## start Text block

The congress sensing the smell of dollars that  can be grabbed have decided
in a House/Senate conference that the Next Generation Internet activities
of the NSF are be funded through the  Research and Related Activities
budget, and are to receive up to $23 million from the collection of domain
name fees. 

In case you were not familiar with the pocket that the $30 Million will
come out of, it is a "TAX" ( 30 %) on the $50 registration fee that NSI
collects under the cooperative agreement and holds. While the intentions
within the NSF DNCRI have been shown to have been naive, they thought at
the time that  the portion of the fees could be used,  not for Internet
operations, but for preserving the Internet intellectual infrastructure,
most especially the independent operation of the IETF secretariat.  The NSF
wanted the Internet community to coalesce around the best way to use these
monies.  They thought that such would happen. unfortunately they were wrong.
The congress has now done a preemptive grab for those funds to use for the
NSF NGI support. If that is not a TAX I have not seen one (well the
Executive wants to call such user Fees in the FAA case).

There are a lot of issues here. They include the right of the congress to
say to NSI to write a check to the NSF for that monies. The cooperative
agreement seemed as usual vague on the issue of how to expend the funds and
who controlled them. Second and more important, the Administration has
called loudly for no taxes on the Internet at this time. If the grab
succeeds,. you can bet your bottom dollar (pound, mark etc) that other
governments large and small, domestic and foreign will follow in the lead
of the congress and arrange to impose fees that can be used to fund a
variety of activities. You can also bet that the congress will elaborate
such mechanisms if this one works.

## end Text block

→ **Tasks to carry out**
[1] Copy out the text on domain name fees in full, word for word.
[2] Please convert the rows, starting at the first row and ending with the row that contains "fill: even-odd", into a Markdown table with a Number column for the row number and a Line column for the row itself, leaving out any blank lines.

## start Material for the task

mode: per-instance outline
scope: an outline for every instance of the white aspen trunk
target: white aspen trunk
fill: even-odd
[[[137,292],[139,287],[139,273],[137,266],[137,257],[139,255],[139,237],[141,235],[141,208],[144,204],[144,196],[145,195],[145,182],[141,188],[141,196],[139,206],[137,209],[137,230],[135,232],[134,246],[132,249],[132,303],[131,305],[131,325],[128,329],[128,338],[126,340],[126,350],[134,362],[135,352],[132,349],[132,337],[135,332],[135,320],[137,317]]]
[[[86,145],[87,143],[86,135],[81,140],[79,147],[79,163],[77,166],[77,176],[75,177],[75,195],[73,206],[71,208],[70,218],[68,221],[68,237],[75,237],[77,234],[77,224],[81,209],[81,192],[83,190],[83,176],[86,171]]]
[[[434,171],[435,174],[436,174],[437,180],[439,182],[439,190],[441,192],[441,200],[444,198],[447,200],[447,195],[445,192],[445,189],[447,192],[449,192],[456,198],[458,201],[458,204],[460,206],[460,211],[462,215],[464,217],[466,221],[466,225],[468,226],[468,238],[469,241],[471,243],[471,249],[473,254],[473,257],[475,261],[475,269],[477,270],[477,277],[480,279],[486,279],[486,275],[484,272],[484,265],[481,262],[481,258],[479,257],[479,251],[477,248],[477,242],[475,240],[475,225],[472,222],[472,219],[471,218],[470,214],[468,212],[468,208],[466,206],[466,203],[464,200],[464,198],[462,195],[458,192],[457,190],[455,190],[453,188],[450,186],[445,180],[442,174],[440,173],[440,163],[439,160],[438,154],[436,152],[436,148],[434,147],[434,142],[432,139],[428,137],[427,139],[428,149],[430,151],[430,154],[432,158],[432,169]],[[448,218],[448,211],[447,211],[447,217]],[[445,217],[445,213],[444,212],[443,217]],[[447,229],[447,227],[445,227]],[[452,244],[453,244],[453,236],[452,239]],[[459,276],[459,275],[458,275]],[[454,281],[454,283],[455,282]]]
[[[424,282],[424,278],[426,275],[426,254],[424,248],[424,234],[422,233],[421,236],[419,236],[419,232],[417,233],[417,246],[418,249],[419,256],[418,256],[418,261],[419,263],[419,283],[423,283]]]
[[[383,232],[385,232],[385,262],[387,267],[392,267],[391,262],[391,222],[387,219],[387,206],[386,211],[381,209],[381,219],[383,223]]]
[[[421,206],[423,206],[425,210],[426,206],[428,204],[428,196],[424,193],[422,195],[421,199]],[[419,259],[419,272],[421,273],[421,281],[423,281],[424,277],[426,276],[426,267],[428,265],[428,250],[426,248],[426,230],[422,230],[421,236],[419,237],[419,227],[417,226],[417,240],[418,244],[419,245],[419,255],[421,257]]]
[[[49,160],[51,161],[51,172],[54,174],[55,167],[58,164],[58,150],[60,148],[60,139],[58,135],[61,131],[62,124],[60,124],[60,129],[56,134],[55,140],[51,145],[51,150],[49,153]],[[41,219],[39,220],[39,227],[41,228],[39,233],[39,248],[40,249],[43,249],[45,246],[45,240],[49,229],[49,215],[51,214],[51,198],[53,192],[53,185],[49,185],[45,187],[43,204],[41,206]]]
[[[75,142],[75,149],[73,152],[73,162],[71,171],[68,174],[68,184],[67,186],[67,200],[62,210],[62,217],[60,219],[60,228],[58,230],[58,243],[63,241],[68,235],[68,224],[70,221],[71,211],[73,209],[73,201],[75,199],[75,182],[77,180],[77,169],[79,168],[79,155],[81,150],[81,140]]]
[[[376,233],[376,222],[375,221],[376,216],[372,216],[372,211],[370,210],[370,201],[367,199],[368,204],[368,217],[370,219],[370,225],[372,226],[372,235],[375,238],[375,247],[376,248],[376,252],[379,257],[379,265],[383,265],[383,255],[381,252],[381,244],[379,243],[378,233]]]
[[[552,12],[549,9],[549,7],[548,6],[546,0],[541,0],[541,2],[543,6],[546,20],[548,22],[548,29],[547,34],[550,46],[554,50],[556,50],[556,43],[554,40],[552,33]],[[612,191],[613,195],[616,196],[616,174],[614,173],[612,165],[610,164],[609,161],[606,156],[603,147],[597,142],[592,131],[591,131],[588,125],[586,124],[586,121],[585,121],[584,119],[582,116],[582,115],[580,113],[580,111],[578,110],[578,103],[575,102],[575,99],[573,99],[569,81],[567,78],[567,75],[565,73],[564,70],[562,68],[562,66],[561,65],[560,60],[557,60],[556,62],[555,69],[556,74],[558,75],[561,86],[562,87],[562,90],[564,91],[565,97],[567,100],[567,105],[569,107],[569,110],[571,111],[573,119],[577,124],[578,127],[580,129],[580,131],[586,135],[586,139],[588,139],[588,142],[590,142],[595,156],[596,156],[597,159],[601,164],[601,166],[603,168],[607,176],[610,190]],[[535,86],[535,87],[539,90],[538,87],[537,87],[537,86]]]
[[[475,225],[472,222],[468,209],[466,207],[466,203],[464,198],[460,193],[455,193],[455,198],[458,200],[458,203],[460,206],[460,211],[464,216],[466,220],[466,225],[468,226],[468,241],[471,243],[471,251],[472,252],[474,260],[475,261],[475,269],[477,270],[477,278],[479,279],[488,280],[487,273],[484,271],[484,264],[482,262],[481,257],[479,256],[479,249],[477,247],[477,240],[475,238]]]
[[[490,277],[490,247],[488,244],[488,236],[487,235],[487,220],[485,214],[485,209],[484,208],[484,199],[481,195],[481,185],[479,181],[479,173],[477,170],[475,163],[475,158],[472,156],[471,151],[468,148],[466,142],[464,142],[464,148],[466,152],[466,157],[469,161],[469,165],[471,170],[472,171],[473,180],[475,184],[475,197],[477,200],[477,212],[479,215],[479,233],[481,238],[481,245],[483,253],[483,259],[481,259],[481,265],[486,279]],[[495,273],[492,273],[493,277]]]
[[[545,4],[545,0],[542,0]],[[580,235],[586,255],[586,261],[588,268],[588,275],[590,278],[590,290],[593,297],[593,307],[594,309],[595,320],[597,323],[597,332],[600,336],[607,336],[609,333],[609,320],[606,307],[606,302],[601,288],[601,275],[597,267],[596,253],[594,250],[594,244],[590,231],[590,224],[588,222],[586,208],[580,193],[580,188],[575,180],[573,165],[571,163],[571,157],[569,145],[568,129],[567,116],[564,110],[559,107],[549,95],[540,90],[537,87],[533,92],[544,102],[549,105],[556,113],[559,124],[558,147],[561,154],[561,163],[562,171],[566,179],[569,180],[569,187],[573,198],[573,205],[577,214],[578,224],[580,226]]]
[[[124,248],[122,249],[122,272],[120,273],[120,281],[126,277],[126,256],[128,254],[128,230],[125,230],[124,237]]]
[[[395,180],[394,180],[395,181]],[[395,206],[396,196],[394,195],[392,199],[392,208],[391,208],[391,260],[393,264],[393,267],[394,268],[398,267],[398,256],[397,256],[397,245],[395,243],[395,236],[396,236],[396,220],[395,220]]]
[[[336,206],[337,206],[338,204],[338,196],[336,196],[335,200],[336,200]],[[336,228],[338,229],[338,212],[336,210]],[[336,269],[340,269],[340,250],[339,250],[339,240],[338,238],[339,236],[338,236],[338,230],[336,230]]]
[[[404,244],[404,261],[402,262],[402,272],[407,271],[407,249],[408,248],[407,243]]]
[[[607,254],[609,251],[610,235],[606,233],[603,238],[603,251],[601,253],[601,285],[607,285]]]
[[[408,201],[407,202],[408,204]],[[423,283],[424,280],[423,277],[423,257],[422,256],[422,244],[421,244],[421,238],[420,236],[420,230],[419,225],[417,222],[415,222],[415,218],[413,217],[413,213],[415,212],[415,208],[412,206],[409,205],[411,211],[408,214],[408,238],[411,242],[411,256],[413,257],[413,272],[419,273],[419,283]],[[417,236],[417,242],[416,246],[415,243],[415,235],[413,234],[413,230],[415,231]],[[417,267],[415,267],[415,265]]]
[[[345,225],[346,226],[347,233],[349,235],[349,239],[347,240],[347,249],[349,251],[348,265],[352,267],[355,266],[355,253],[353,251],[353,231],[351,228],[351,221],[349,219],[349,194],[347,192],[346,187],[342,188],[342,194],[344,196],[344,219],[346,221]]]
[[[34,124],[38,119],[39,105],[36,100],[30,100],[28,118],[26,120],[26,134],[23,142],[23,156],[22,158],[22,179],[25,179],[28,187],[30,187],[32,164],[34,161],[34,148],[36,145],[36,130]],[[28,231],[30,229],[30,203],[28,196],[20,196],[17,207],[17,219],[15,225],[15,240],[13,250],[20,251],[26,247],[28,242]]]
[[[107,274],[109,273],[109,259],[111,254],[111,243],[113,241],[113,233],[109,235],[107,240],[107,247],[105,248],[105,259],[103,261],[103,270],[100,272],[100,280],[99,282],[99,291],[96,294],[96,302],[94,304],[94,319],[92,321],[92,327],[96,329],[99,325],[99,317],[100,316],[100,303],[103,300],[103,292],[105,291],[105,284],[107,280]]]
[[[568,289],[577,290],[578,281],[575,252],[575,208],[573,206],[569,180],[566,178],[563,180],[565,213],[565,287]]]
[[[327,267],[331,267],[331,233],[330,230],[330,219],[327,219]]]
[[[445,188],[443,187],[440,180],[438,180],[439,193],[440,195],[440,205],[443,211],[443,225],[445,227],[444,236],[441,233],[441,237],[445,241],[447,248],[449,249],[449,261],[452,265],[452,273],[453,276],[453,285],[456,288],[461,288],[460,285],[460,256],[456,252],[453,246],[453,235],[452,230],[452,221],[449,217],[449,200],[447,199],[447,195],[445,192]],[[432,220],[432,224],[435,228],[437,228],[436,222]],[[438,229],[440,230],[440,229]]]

## end Material for the task

→ **Responses to the tasks**
[1]
The congress sensing the smell of dollars that  can be grabbed have decided
in a House/Senate conference that the Next Generation Internet activities
of the NSF are be funded through the  Research and Related Activities
budget, and are to receive up to $23 million from the collection of domain
name fees. 

In case you were not familiar with the pocket that the $30 Million will
come out of, it is a "TAX" ( 30 %) on the $50 registration fee that NSI
collects under the cooperative agreement and holds. While the intentions
within the NSF DNCRI have been shown to have been naive, they thought at
the time that  the portion of the fees could be used,  not for Internet
operations, but for preserving the Internet intellectual infrastructure,
most especially the independent operation of the IETF secretariat.  The NSF
wanted the Internet community to coalesce around the best way to use these
monies.  They thought that such would happen. unfortunately they were wrong.
The congress has now done a preemptive grab for those funds to use for the
NSF NGI support. If that is not a TAX I have not seen one (well the
Executive wants to call such user Fees in the FAA case).

There are a lot of issues here. They include the right of the congress to
say to NSI to write a check to the NSF for that monies. The cooperative
agreement seemed as usual vague on the issue of how to expend the funds and
who controlled them. Second and more important, the Administration has
called loudly for no taxes on the Internet at this time. If the grab
succeeds,. you can bet your bottom dollar (pound, mark etc) that other
governments large and small, domestic and foreign will follow in the lead
of the congress and arrange to impose fees that can be used to fund a
variety of activities. You can also bet that the congress will elaborate
such mechanisms if this one works.

[2]
| Number | Line |
|---|---|
| 1 | mode: per-instance outline |
| 2 | scope: an outline for every instance of the white aspen trunk |
| 3 | target: white aspen trunk |
| 4 | fill: even-odd |